● **WHAT NEEDS TO BE DONE**
Write out the full listing exactly as it appears below.
Content starts
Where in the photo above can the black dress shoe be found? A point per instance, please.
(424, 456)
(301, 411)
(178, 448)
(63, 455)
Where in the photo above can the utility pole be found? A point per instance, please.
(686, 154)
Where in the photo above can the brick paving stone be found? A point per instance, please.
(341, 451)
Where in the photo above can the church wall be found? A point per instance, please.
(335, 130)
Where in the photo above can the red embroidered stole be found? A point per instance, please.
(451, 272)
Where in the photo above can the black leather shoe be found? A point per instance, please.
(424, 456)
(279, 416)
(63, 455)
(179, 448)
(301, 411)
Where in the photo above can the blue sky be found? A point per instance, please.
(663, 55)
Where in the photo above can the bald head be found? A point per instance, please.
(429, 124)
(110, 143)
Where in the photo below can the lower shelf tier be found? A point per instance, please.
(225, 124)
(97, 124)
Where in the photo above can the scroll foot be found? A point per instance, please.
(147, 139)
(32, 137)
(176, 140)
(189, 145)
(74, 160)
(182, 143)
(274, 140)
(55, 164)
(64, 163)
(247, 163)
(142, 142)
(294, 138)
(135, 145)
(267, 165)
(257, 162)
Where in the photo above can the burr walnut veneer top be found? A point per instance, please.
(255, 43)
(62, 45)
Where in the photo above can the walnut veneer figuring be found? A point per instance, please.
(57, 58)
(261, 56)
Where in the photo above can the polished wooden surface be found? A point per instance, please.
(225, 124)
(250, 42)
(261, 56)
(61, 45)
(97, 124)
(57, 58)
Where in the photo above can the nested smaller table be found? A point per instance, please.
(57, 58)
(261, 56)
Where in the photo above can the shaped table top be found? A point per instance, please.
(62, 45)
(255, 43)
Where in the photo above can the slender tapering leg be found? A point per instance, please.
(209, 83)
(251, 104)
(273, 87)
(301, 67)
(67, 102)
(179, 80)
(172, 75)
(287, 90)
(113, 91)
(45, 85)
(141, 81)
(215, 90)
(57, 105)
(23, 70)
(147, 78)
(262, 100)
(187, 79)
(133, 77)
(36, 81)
Content ends
● **RESPONSE TO THIS EXERCISE**
Where in the photo above can the black dress shoe be found? A point per instance, please.
(424, 456)
(301, 411)
(178, 448)
(63, 455)
Where in the photo above can the utility pole be found? A point per instance, please.
(686, 154)
Where in the photo above can the brick paving stone be found? A point per instance, please.
(341, 451)
Where in the photo above can the church wall be found? A point per instance, please.
(335, 130)
Where in the photo above can the red embroidered stole be found? A point per instance, please.
(451, 272)
Where in the photo above can the black leather shoe be found? A point per instance, please.
(424, 456)
(279, 416)
(63, 455)
(179, 448)
(301, 411)
Where in the photo above can the blue sky be found? A point per instance, please.
(663, 55)
Where in the photo above can the bald head be found? A point per instance, please.
(429, 124)
(110, 143)
Where in the photo below can the lower shelf tier be found? A point per instance, please.
(225, 124)
(97, 124)
Where in the photo above can the scroll foot be found? A point per instance, please.
(147, 139)
(32, 137)
(176, 140)
(189, 145)
(74, 160)
(182, 143)
(274, 140)
(55, 164)
(64, 163)
(247, 163)
(142, 142)
(294, 138)
(135, 145)
(267, 165)
(257, 162)
Where in the photo above can the burr walnut veneer top be found? A point per instance, please.
(255, 43)
(62, 45)
Where in the photo above can the walnut veneer figuring be found? A point per instance, please.
(57, 58)
(261, 56)
Where in the photo above can the polished wooden surface be found? A point per instance, please.
(225, 124)
(250, 42)
(261, 56)
(61, 45)
(97, 124)
(57, 58)
Where in the photo above can the nested smaller table be found? A point per instance, please.
(57, 58)
(261, 56)
Where in the photo above can the shaped table top be found? A point per instance, please.
(62, 45)
(255, 43)
Where in the photo above can the slender tapering leg be found? A point per instance, please.
(209, 83)
(251, 104)
(273, 87)
(301, 67)
(67, 102)
(179, 80)
(172, 75)
(287, 90)
(113, 91)
(45, 85)
(141, 81)
(215, 90)
(57, 105)
(23, 70)
(147, 78)
(262, 100)
(187, 79)
(133, 77)
(36, 81)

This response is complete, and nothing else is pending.